== Given problem ==
Turn the entries below, from their first line through the line containing "[(962, 283)]", into a JSON list of strings with one string per line, leaving out any blank lines.

━━━━━━━━

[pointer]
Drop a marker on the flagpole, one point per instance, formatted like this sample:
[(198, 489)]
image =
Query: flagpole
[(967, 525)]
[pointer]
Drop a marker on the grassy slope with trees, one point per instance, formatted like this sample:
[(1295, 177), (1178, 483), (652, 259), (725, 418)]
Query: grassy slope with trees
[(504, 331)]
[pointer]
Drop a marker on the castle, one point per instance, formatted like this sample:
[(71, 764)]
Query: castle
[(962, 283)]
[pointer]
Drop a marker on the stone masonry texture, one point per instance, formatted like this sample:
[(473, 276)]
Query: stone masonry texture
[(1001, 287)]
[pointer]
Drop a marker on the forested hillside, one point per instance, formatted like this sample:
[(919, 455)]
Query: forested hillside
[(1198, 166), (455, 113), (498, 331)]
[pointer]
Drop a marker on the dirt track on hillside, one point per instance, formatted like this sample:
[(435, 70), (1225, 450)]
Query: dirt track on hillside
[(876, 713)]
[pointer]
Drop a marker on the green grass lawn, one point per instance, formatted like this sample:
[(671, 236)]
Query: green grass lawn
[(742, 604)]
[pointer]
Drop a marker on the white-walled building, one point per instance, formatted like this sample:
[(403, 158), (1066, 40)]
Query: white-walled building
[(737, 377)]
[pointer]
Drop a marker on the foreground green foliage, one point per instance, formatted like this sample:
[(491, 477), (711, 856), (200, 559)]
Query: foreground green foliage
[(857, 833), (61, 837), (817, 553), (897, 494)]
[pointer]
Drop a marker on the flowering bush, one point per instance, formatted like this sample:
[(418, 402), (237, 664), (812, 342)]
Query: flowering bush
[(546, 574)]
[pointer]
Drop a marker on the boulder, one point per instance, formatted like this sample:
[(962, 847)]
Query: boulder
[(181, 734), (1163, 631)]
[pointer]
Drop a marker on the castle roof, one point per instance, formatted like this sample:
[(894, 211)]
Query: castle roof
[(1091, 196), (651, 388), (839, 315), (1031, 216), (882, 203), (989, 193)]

━━━━━━━━

== Task response ==
[
  "[pointer]",
  "Drop a marker on the flagpole, one point per instance, formatted like this sample:",
  "[(198, 489)]",
  "image =",
  "Query: flagpole",
  "[(967, 525)]",
  "[pointer]",
  "Drop a marker on the grassy slope with trees, one point per instance, formatted like this sample:",
  "[(1295, 177), (1178, 483), (652, 259), (725, 418)]",
  "Query: grassy slope with trees",
  "[(504, 331)]",
  "[pointer]",
  "Drop a marker on the castle, one point per instance, formatted like this sample:",
  "[(71, 764)]",
  "Query: castle",
  "[(962, 283)]"
]